--- BEGIN Supplied records ---

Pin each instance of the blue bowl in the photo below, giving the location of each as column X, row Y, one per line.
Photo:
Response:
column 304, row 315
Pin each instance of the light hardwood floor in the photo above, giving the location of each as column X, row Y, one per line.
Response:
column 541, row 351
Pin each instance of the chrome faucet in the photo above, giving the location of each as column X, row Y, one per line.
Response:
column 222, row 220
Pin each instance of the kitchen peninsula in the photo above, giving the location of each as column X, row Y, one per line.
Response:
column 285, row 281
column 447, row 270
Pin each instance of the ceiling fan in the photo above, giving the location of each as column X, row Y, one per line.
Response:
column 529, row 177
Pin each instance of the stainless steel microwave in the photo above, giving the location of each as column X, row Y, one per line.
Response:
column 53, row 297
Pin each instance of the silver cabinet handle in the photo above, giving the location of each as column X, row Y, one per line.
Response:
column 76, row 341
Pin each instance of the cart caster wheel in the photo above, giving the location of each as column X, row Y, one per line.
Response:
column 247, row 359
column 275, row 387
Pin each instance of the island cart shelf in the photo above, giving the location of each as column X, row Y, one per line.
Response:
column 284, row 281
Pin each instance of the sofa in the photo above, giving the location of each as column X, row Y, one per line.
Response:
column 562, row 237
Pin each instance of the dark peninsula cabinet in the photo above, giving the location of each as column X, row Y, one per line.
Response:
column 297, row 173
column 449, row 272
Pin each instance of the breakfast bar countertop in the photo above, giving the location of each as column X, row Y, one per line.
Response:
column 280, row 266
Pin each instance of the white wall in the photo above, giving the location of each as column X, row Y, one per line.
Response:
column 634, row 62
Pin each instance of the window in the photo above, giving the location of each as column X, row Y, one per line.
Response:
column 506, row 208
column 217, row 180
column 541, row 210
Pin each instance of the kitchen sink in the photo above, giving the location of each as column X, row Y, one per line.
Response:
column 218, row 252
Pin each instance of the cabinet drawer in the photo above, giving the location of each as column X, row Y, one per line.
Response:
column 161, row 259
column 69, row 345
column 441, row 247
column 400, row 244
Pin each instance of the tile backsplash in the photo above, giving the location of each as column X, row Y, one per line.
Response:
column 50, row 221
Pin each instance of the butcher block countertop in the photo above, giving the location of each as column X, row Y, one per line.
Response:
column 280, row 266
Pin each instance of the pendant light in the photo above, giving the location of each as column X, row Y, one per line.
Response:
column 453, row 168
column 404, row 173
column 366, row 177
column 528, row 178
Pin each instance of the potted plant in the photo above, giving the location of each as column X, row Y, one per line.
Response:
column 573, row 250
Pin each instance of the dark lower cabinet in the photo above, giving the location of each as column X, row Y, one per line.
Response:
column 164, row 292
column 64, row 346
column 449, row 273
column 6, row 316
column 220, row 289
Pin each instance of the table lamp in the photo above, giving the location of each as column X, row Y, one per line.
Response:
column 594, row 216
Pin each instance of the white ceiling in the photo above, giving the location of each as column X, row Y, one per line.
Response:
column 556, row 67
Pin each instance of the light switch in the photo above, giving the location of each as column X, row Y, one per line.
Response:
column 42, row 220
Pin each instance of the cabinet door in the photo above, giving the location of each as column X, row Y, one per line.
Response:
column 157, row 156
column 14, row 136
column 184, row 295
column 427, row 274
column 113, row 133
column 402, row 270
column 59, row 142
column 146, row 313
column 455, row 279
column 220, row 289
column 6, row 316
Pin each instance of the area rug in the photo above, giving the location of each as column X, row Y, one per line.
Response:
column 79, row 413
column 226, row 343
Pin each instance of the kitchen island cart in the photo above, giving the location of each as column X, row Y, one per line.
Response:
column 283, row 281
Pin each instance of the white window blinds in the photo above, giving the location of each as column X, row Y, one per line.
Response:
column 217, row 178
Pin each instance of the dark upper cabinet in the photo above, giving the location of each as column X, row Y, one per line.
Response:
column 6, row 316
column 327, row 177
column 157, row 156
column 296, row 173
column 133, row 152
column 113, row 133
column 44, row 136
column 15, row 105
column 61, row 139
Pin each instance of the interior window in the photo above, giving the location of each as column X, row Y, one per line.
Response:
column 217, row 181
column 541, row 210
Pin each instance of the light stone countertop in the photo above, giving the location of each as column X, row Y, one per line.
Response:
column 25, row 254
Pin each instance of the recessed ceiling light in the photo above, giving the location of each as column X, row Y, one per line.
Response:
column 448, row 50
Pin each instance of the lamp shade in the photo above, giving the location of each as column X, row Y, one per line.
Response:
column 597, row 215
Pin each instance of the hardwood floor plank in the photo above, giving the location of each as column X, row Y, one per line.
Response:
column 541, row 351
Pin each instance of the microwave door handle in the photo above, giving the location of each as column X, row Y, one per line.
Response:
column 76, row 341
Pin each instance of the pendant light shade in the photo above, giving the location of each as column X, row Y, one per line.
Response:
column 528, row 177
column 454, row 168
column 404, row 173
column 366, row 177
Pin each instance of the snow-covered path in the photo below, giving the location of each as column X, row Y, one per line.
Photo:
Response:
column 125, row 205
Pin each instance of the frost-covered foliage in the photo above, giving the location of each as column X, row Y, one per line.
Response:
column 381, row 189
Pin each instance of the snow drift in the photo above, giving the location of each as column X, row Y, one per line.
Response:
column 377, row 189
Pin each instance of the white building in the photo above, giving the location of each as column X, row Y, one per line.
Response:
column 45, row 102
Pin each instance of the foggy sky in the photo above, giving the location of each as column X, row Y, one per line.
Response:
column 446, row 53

--- END Supplied records ---

◆ **What you are asked to do**: Copy the rows above word for word, from the line that contains "Pin each instance of the sofa" through the line that contains "column 634, row 62", with both of those lines included.

◆ **Reply**:
Pin each instance of the sofa in the photo above, giving the location of each as column X, row Y, one per line.
Response:
column 562, row 237
Pin each instance of the dark peninsula cabinet in the photo above, giving the location of each as column X, row Y, one per line.
Response:
column 297, row 173
column 449, row 272
Pin each instance of the breakfast bar countertop in the photo above, giving the location of each as column X, row Y, one per line.
Response:
column 280, row 266
Pin each instance of the white wall in the photo above, giving the location of each as column X, row Y, one per line.
Response:
column 634, row 62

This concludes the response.